* Problem:
The entries below need to be written out exactly, with no pictures included.

* Source data:
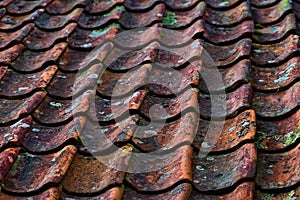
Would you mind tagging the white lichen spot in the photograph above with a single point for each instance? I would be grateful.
(94, 76)
(231, 128)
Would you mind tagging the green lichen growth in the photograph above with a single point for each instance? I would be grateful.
(121, 8)
(56, 104)
(267, 197)
(100, 32)
(259, 26)
(284, 5)
(289, 196)
(260, 136)
(169, 19)
(258, 32)
(288, 139)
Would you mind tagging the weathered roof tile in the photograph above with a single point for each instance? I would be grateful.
(14, 109)
(10, 22)
(222, 171)
(50, 22)
(7, 158)
(40, 40)
(30, 61)
(31, 172)
(278, 170)
(233, 131)
(17, 84)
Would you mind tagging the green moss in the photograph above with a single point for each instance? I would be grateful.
(284, 5)
(100, 32)
(267, 197)
(289, 138)
(122, 8)
(169, 19)
(258, 32)
(259, 26)
(289, 196)
(260, 137)
(56, 104)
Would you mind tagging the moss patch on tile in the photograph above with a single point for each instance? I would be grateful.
(120, 8)
(169, 19)
(100, 32)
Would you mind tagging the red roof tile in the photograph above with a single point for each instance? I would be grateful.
(77, 123)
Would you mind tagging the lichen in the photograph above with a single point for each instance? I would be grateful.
(169, 19)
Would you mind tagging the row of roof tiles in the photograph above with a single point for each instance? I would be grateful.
(145, 181)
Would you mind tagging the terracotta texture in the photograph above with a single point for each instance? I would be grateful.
(68, 103)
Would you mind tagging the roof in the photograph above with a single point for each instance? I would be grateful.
(48, 139)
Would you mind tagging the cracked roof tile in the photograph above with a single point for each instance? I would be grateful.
(278, 170)
(63, 7)
(138, 20)
(107, 110)
(14, 109)
(228, 54)
(119, 84)
(53, 111)
(24, 7)
(184, 18)
(181, 4)
(179, 192)
(11, 22)
(19, 85)
(228, 17)
(14, 134)
(90, 21)
(222, 171)
(219, 35)
(276, 31)
(242, 191)
(166, 108)
(50, 22)
(29, 61)
(46, 169)
(49, 194)
(176, 167)
(10, 54)
(275, 78)
(8, 37)
(102, 6)
(278, 103)
(235, 102)
(164, 136)
(91, 38)
(270, 14)
(278, 134)
(234, 131)
(89, 175)
(7, 158)
(47, 138)
(40, 40)
(233, 77)
(98, 138)
(263, 54)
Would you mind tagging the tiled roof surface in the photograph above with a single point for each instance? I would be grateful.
(43, 154)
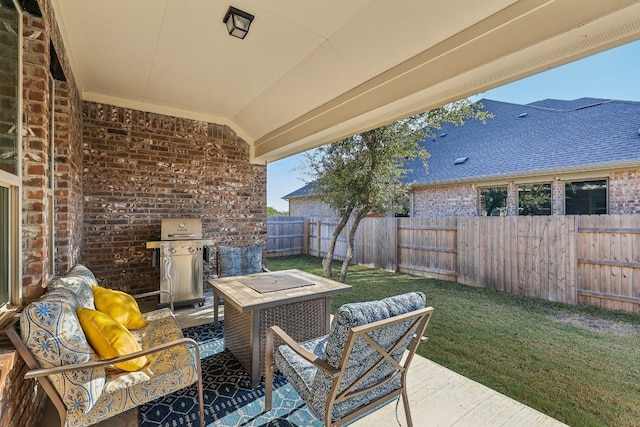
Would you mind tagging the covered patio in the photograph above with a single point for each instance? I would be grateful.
(125, 112)
(438, 396)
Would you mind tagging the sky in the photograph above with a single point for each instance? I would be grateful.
(612, 74)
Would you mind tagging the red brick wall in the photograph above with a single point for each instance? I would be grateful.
(35, 147)
(140, 167)
(624, 192)
(68, 177)
(456, 200)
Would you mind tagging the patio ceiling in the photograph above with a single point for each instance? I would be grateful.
(311, 72)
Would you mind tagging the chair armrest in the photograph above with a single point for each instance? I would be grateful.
(297, 348)
(152, 293)
(35, 373)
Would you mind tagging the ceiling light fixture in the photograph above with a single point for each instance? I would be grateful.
(238, 22)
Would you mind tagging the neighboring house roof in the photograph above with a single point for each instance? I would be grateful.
(300, 192)
(544, 137)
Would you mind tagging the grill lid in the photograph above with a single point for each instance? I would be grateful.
(181, 228)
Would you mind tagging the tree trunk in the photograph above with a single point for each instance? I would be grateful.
(328, 259)
(350, 239)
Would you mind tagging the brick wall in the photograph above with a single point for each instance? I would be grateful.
(462, 200)
(35, 148)
(624, 192)
(140, 167)
(455, 200)
(68, 177)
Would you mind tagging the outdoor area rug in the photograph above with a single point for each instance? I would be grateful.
(228, 399)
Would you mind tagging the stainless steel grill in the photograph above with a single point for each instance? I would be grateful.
(181, 252)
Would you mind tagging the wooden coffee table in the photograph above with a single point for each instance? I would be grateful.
(298, 302)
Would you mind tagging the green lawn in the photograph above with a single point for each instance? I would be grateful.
(582, 377)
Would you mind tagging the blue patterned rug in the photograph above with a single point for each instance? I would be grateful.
(228, 400)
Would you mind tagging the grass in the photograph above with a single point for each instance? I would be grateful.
(512, 345)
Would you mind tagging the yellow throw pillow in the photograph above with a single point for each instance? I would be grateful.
(119, 305)
(109, 338)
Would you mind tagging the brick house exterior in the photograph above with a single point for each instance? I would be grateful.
(117, 172)
(546, 142)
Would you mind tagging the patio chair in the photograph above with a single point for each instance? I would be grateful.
(359, 366)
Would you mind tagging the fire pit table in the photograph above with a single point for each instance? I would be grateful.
(298, 302)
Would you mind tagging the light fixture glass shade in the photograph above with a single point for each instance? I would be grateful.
(238, 22)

* Solution:
Would you mind tagging the white lichen spot in the photograph above with a single point for each instance? I would be grateful.
(94, 76)
(231, 128)
Would you mind tagging the green lichen growth in the photograph above with a single point for each instance? I would be grateful.
(121, 8)
(56, 104)
(267, 197)
(100, 32)
(259, 26)
(284, 5)
(289, 196)
(260, 136)
(169, 19)
(258, 32)
(288, 139)
Would you mind tagging the weathered roof tile in the photograph above with a single point for each instance? I would be grateful.
(14, 109)
(10, 22)
(222, 171)
(50, 22)
(7, 158)
(40, 40)
(30, 61)
(31, 172)
(278, 170)
(233, 131)
(17, 84)
Would you mind tagging the green moss in the photograph above with a single point for each instance? I would be grateful.
(284, 5)
(100, 32)
(267, 197)
(289, 138)
(122, 8)
(169, 19)
(258, 32)
(259, 26)
(289, 196)
(260, 137)
(56, 104)
Would you mind tagging the moss patch on tile in the photograph above with a single point for each instance? I would be grateful.
(120, 8)
(169, 19)
(100, 32)
Would you mind tagging the red roof tile in the photograph above with a single point for each instance? I would be grateful.
(77, 123)
Would you mind tagging the lichen in the photograph above with a single point for each instance? I would be grateful.
(169, 19)
Would you mind tagging the row of roof tiles in the photograph above with a single point for each instance? I would be grateful.
(145, 181)
Would you mind tagging the terracotta texture in the photograph above with a single point for each instance? I would be grateful.
(68, 103)
Would you mind tagging the roof in the photograph above with a single point for each instance? I would be grateful.
(48, 139)
Would you mind tagging the cracked roof tile in the photograph above with a single point for each instance? I would be grateful.
(278, 170)
(63, 7)
(138, 20)
(107, 110)
(14, 109)
(228, 54)
(119, 84)
(53, 111)
(24, 7)
(184, 18)
(181, 4)
(179, 192)
(11, 22)
(19, 85)
(228, 17)
(14, 134)
(90, 21)
(222, 171)
(219, 35)
(276, 31)
(242, 191)
(166, 108)
(50, 22)
(29, 61)
(46, 169)
(49, 194)
(176, 167)
(10, 54)
(275, 78)
(8, 37)
(102, 6)
(278, 103)
(235, 102)
(164, 136)
(91, 38)
(270, 14)
(278, 134)
(234, 131)
(89, 175)
(7, 158)
(47, 138)
(40, 40)
(233, 77)
(98, 138)
(263, 54)
Would you mind tagging the tiled roof surface in the photograph above with a single point for each instance? I would be grateful.
(43, 154)
Would you mind tagging the covered patio in the photograph above with a single point for each instance? I would be grateful.
(125, 112)
(438, 396)
Would you mind tagging the sky in the photograph above with a single point for each instance? I would be grateful.
(612, 74)
Would you mind tagging the red brick wall in the photograph above with a single point for each instance? I would be grateful.
(35, 147)
(140, 167)
(624, 192)
(68, 177)
(456, 200)
Would you mind tagging the patio ceiling in the photograph above with a single point for each instance? I would be grateful.
(311, 72)
Would you mind tagging the chair armrest in the photograph above with a single point for each instance? I would be grateful.
(297, 348)
(152, 293)
(35, 373)
Would you mind tagging the ceiling light fixture in the photograph above with a single point for each instance? I would be grateful.
(238, 22)
Would you mind tagging the neighboring house roof in the photograph above with a single point for each instance? I would be grateful.
(300, 192)
(544, 137)
Would you mind tagging the grill lid in the photograph above with a single point for each instance? I would be grateful.
(181, 228)
Would you mind tagging the tree trunk in the photograph above with a single point for each instance? I would be grateful.
(328, 259)
(350, 239)
Would you mind tagging the brick wall in the photograph above with a single point for each instance? I would be grateful.
(462, 200)
(35, 148)
(624, 192)
(140, 167)
(455, 200)
(68, 177)
Would you mind tagging the outdoor area rug in the photograph above with a single point for each instance? I would be grateful.
(228, 399)
Would you mind tagging the stainless steel grill in the photograph above with a single point for each instance? I would be grateful.
(181, 252)
Would you mind tagging the wooden coffee table in the photograph above with a single point for each instance? I would be grateful.
(298, 302)
Would you mind tagging the green lawn in the photograph above with a single point for each instance? I would be grateful.
(582, 377)
Would you mind tagging the blue patterned rug in the photograph above with a single point for each instance? I would be grateful.
(228, 400)
Would you mind tagging the grass in the photograph above with a single point for each instance? I would be grateful.
(512, 345)
Would you mind tagging the yellow throw pillow in the photograph above with a single point for each instance? I would be grateful.
(119, 305)
(109, 338)
Would you mind tagging the brick house exterior in the photograph above with a single point for each instance? I would be grateful.
(117, 172)
(546, 142)
Would you mind tagging the patio chair in the photograph above with a single point for each instance? I would be grateful.
(359, 366)
Would you mind tagging the fire pit table in the photograph above with a single point for each instance? I would be grateful.
(298, 302)
Would you mind tagging the light fixture glass shade in the photograph above with a single point for each instance? I would be grateful.
(238, 22)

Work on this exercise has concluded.